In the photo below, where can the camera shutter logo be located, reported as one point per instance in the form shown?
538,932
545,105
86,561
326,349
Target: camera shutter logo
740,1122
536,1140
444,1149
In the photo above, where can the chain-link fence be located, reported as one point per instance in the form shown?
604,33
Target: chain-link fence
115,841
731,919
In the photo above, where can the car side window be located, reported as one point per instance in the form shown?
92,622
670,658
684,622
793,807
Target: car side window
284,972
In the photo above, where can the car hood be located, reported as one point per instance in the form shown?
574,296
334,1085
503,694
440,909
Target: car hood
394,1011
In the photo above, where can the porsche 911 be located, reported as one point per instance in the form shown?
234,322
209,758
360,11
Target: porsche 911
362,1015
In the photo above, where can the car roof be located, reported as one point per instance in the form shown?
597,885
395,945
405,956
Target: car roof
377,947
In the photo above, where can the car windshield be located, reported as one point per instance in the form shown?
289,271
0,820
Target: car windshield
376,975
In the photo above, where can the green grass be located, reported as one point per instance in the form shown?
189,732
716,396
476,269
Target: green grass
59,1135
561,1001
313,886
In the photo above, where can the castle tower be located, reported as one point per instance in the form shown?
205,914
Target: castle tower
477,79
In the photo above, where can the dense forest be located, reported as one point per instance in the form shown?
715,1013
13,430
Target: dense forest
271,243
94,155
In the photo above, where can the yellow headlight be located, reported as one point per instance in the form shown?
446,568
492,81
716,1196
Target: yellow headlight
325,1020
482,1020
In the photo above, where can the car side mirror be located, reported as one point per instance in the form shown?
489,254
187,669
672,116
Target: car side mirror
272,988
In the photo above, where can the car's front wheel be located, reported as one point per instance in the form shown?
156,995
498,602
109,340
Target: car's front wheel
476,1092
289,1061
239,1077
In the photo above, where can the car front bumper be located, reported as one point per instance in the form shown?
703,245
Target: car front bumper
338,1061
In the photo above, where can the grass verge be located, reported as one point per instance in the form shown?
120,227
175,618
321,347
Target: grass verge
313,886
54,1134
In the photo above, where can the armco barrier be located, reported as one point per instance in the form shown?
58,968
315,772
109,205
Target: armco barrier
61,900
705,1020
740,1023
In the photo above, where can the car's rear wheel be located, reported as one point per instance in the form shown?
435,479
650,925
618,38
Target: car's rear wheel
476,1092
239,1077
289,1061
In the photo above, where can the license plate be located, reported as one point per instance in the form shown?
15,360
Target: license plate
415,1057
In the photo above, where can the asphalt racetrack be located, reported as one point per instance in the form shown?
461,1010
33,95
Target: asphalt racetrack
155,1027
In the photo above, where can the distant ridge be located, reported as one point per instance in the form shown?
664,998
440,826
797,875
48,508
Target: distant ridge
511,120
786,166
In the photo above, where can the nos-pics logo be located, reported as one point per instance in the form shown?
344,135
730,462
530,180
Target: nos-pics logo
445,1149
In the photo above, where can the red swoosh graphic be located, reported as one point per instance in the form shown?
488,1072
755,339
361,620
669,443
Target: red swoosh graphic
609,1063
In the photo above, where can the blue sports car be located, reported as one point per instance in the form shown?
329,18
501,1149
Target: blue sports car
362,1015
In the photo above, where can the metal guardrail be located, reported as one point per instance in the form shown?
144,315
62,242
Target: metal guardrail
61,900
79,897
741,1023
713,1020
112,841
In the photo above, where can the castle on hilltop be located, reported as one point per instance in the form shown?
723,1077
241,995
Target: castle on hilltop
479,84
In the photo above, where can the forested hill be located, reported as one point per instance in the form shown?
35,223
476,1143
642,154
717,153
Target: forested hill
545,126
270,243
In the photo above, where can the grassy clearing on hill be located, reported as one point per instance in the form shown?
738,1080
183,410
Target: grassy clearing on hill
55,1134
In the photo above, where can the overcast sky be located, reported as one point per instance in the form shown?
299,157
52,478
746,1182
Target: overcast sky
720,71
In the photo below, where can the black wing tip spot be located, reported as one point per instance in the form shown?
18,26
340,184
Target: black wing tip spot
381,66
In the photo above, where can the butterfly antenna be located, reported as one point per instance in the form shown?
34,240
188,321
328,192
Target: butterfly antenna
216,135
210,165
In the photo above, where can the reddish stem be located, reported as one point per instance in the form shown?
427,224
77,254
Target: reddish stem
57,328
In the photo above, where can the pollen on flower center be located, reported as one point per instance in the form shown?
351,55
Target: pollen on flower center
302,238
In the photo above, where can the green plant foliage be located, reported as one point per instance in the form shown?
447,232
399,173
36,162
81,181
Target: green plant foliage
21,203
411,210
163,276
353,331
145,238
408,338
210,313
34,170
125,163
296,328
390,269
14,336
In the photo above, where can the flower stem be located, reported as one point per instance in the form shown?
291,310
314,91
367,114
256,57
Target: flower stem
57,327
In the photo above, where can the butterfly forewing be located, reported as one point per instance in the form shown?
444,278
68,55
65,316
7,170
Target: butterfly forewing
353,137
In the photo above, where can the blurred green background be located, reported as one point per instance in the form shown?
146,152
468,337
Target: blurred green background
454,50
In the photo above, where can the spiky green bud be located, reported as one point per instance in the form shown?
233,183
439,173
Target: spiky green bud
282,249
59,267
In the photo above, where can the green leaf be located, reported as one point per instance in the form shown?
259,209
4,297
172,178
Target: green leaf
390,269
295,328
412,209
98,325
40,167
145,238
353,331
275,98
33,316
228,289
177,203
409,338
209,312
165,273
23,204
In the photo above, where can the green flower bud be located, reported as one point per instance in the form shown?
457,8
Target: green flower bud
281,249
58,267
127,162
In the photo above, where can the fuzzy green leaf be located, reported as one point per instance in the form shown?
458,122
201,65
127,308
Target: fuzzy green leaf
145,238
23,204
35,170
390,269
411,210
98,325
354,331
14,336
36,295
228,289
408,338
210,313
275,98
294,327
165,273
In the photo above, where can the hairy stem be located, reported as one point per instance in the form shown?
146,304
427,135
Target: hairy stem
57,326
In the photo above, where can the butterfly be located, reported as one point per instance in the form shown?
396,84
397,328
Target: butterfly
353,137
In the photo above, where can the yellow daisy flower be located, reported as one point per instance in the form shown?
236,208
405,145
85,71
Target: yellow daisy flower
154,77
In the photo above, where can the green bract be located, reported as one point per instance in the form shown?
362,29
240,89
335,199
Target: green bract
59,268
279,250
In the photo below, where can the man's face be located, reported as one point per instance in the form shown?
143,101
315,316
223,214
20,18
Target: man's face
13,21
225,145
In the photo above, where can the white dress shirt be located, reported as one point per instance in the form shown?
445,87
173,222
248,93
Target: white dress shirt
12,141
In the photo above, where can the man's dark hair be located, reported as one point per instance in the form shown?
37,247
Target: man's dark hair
+ + + + + + +
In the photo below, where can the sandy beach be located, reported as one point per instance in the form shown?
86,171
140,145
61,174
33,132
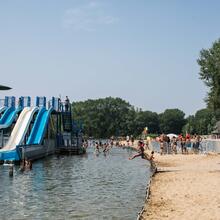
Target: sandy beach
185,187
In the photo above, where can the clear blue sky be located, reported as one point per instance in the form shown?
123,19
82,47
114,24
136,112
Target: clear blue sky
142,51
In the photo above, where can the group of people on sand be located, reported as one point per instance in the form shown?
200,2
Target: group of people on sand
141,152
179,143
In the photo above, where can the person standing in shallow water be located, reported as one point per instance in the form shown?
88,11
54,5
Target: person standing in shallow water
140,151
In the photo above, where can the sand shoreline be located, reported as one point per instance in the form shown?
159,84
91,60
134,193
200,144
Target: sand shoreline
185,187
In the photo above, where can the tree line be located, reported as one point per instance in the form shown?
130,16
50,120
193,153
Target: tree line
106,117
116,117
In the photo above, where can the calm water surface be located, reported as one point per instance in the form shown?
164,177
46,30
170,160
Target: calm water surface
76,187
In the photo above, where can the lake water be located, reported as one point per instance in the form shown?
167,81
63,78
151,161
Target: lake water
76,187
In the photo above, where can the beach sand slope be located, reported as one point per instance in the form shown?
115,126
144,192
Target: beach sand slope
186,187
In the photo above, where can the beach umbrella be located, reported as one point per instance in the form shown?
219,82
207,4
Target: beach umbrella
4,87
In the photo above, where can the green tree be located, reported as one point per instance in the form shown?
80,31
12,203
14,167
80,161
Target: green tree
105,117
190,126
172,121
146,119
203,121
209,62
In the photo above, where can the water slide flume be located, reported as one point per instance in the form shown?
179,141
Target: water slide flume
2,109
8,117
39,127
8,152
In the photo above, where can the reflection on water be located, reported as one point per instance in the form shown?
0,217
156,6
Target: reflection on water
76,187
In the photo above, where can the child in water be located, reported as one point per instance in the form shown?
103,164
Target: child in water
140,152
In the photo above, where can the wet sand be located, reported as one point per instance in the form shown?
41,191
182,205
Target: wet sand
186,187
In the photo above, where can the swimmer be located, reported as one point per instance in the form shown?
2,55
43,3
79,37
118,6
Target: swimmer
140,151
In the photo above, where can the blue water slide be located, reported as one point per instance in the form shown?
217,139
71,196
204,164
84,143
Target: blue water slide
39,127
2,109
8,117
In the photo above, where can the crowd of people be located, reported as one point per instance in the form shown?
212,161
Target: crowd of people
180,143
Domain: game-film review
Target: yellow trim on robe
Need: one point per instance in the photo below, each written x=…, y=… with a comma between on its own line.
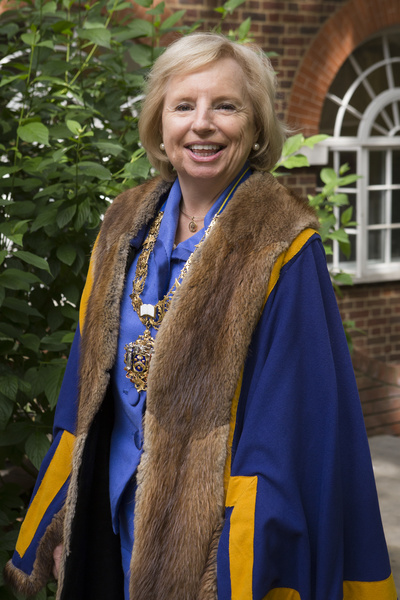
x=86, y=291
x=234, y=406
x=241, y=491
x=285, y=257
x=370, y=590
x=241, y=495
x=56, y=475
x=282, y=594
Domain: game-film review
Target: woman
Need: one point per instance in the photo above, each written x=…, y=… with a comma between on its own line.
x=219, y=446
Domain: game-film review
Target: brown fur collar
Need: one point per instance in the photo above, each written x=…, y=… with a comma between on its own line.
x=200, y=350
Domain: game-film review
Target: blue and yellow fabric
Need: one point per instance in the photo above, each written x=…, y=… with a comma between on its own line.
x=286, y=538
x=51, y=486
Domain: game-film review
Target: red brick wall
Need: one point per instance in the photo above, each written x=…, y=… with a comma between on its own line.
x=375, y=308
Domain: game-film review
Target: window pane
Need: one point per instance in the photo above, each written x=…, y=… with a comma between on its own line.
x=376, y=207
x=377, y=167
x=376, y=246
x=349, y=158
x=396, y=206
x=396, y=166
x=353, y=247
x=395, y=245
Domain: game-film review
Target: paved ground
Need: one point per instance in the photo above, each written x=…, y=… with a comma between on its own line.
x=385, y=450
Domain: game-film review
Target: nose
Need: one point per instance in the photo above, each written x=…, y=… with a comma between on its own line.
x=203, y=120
+ + + + + + +
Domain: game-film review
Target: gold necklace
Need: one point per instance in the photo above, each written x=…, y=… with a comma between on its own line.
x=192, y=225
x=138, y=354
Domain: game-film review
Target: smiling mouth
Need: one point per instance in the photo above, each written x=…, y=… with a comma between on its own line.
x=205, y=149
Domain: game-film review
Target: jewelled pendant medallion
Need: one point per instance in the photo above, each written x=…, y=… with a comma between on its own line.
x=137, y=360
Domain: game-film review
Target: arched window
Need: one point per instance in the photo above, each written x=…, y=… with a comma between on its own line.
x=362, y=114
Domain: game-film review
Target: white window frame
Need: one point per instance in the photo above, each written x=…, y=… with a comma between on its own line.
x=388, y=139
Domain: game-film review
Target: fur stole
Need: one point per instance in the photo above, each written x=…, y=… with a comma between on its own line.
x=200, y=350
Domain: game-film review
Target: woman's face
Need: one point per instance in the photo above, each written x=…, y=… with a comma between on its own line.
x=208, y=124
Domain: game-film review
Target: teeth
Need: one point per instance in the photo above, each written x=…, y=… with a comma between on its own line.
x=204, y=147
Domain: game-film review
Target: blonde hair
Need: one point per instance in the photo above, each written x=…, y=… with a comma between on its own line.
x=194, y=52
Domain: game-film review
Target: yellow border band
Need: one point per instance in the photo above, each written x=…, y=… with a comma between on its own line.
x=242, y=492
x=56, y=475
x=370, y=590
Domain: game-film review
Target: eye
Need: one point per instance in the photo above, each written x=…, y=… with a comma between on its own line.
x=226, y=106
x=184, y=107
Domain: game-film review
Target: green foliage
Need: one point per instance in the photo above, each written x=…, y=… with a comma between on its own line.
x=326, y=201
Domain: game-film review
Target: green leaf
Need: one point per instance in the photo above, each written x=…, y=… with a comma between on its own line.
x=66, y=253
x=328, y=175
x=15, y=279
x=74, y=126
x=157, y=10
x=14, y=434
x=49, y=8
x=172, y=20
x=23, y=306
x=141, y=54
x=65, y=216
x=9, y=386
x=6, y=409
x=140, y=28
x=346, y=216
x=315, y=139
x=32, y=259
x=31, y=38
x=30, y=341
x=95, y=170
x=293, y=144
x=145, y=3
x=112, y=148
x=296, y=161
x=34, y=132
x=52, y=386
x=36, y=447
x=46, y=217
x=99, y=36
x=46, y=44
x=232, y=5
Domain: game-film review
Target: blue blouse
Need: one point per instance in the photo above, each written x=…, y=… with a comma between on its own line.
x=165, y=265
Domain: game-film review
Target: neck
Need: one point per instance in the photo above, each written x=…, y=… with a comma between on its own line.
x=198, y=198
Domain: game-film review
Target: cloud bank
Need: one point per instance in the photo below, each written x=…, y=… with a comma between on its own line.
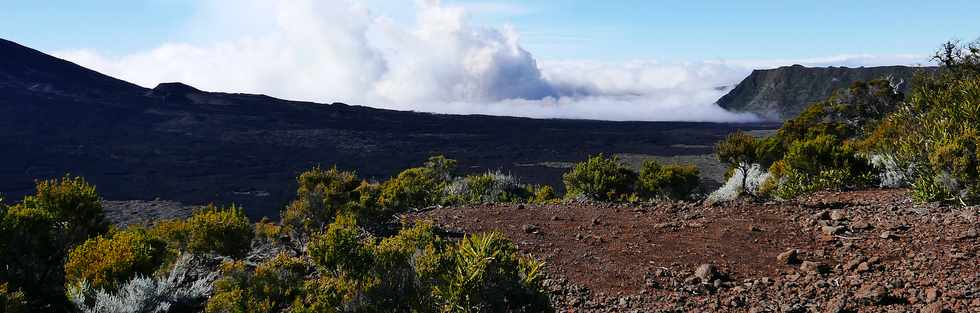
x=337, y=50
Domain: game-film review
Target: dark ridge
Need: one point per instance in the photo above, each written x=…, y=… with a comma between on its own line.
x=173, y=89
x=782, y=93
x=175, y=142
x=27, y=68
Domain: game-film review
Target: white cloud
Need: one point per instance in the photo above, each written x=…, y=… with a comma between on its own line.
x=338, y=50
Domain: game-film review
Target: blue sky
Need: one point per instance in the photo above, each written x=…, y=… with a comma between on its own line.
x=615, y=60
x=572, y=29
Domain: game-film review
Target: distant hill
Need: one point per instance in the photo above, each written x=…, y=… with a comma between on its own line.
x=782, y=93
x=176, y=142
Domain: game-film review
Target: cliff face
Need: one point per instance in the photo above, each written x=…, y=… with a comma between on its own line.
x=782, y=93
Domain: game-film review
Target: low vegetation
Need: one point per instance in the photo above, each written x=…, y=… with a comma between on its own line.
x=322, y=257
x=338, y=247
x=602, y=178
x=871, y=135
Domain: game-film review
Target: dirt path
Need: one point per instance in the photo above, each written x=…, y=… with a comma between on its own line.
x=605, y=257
+ + + + + + +
● **GOAL OF THE EXERCISE**: Across the data, how many lines have the word "cloud" in them? Respond with the number alone.

● **ANSWER TO THIS TASK**: 2